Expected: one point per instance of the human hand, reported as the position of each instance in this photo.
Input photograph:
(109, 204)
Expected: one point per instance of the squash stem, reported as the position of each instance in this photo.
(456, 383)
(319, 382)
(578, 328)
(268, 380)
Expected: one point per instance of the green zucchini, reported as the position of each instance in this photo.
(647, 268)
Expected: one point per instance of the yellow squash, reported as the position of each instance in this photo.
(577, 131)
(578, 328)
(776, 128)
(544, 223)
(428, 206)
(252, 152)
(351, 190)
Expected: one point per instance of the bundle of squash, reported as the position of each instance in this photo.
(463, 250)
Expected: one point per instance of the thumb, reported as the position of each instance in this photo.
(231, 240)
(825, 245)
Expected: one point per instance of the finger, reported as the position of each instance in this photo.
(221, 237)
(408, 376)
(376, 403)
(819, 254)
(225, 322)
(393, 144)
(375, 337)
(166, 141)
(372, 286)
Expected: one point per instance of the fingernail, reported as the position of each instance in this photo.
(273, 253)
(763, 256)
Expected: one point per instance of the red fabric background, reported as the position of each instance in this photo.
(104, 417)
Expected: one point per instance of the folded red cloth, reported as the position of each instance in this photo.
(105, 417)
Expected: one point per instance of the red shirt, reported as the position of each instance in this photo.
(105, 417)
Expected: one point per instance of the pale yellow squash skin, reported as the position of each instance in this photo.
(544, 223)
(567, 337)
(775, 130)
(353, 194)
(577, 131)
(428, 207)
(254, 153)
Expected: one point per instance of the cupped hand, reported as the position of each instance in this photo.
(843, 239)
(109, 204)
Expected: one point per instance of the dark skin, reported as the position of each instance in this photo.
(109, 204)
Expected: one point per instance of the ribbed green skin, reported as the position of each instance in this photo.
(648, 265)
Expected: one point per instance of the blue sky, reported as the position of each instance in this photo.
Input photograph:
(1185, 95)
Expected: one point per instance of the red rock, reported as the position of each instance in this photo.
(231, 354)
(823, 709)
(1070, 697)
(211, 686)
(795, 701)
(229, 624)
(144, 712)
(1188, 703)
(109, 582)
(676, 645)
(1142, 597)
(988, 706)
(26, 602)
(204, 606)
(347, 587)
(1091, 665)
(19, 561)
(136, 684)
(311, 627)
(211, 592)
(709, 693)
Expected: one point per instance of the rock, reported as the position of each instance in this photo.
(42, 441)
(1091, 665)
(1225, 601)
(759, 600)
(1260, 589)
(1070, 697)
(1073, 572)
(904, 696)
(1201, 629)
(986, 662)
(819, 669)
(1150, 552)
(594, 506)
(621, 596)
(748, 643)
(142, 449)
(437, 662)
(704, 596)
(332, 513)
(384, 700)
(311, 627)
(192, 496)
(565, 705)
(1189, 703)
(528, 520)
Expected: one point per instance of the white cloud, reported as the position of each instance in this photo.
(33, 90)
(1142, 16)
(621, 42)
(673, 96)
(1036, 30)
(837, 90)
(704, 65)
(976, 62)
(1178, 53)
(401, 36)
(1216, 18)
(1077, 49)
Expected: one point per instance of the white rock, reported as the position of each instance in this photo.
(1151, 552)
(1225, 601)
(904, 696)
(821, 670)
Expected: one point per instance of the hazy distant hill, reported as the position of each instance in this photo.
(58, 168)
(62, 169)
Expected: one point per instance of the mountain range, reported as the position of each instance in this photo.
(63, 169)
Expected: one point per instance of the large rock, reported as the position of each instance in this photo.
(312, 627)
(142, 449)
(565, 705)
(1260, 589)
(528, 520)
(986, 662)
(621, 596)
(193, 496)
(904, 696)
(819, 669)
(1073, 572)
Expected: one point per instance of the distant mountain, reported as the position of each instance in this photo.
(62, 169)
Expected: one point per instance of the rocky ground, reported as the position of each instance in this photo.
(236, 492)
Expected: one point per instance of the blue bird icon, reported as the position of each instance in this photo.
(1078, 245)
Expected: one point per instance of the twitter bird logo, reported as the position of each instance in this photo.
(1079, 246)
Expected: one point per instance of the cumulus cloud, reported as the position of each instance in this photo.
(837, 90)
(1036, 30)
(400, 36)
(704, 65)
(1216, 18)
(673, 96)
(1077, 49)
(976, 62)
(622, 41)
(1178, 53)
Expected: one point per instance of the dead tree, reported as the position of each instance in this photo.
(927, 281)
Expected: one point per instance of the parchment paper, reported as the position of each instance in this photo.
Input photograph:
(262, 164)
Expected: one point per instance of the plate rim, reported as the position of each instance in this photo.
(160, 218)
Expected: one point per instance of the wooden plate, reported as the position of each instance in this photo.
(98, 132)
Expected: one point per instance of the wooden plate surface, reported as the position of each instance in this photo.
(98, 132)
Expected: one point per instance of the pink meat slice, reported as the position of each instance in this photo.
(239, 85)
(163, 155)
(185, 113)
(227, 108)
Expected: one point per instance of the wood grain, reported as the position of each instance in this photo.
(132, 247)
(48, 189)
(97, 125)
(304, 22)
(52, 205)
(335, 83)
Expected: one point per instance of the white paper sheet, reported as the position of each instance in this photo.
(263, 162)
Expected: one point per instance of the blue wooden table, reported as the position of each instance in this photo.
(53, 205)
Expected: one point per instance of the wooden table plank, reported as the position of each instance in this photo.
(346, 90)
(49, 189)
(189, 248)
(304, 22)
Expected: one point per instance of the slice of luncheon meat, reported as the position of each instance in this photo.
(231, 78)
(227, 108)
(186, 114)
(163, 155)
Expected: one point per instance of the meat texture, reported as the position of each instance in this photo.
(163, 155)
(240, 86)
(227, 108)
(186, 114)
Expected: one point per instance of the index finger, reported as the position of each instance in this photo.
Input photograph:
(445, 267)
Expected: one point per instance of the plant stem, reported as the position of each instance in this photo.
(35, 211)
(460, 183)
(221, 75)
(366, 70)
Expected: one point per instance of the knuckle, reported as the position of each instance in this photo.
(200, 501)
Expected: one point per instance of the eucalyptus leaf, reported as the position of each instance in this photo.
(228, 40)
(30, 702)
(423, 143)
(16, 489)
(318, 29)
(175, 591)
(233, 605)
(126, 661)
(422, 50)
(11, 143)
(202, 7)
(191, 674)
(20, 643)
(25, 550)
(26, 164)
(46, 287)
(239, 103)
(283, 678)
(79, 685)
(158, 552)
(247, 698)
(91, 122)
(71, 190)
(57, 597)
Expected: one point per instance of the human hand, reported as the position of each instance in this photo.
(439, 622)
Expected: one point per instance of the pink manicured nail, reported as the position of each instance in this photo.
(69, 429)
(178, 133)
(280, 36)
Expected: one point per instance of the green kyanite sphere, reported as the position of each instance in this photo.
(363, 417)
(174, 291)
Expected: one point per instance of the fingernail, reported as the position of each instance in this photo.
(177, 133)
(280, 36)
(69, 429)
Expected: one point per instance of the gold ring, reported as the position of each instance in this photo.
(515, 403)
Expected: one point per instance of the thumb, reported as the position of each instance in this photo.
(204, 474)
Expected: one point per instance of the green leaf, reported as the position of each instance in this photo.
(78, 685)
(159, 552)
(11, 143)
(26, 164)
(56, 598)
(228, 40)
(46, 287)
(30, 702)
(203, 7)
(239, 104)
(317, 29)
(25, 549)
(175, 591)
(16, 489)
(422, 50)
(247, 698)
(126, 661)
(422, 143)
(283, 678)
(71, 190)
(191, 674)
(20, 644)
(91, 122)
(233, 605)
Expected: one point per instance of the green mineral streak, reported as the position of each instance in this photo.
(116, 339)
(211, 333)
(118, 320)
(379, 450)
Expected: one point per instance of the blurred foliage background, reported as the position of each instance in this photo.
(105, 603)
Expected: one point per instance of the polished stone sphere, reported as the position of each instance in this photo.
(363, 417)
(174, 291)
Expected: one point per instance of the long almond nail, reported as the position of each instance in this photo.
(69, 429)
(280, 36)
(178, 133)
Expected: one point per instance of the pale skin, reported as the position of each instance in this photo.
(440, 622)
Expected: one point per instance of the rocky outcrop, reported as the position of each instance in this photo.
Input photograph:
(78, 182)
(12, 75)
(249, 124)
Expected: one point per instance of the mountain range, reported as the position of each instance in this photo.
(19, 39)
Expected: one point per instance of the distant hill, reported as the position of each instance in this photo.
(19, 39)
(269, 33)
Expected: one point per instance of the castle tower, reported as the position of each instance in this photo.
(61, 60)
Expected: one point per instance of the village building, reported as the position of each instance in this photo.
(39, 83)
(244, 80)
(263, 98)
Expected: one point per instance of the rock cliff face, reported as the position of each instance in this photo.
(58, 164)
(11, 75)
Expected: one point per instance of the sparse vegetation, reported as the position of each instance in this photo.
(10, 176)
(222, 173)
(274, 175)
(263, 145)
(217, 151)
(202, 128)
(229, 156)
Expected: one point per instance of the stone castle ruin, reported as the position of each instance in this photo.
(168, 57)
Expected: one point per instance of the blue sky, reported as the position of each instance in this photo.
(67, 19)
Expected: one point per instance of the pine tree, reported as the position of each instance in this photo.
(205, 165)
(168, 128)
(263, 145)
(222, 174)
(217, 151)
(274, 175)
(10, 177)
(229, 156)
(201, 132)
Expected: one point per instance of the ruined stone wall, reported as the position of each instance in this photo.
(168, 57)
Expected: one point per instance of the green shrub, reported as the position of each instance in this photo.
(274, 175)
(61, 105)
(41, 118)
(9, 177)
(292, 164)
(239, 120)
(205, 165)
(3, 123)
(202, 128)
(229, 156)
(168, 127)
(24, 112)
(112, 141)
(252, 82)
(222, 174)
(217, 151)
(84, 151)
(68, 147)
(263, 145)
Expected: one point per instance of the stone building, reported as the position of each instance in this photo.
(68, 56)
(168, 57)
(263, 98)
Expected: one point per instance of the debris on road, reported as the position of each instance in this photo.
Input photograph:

-=-=-=-=-

__Goal of the exercise__
Repeat word for word every line from the one that holds "Expected: one point per instance of the rocky outcrop, reported" to the end. Both ends count.

__Written reply__
Expected: one point per instance of the rocky outcrop, reported as the position of each instance in this photo.
Input photograph:
(78, 182)
(12, 75)
(249, 124)
Expected: one point per instance of the mountain range, reported as the position of each instance in this photo.
(19, 39)
Expected: one point per instance of the distant hill, reported as the position of each instance in this photo.
(19, 39)
(269, 33)
Expected: one point per instance of the castle tower, reported as the position of each instance in this photo.
(61, 60)
Expected: one point per instance of the village building, reported as the position of each instance in this photo.
(39, 83)
(244, 80)
(263, 98)
Expected: one point per instance of the rock cliff face, reported as the position of each instance in this photo.
(58, 164)
(11, 75)
Expected: one point per instance of the sparse vegetation, reported as the position of each instance in this photo.
(10, 176)
(222, 173)
(274, 175)
(263, 145)
(217, 151)
(202, 128)
(229, 156)
Expected: one point per instance of the stone castle ruin, reported as the position of each instance in this photo.
(168, 57)
Expected: one point per instance of the blue sky, reported as the position of each instance in this photo.
(67, 19)
Expected: one point per instance of the pine tree, reported as the position of each instance in this photo.
(205, 165)
(168, 128)
(263, 145)
(222, 174)
(217, 151)
(274, 175)
(10, 177)
(229, 156)
(201, 132)
Expected: one point per instance of the ruined stone wall, reported as the position of each instance in this photo.
(168, 57)
Expected: one point per instance of the green shrub, reported as the position of each instance in this photo.
(274, 175)
(61, 105)
(41, 118)
(9, 177)
(292, 164)
(239, 120)
(205, 165)
(3, 123)
(202, 128)
(229, 156)
(168, 127)
(24, 112)
(112, 141)
(252, 82)
(222, 174)
(217, 151)
(84, 151)
(68, 147)
(263, 145)
Expected: one point per instance of the stone building, reported as the position of each instance in this photo.
(68, 56)
(168, 57)
(263, 98)
Expected: one point per instance of the debris on road, reported as the position of each instance in this photo.
Input photograph:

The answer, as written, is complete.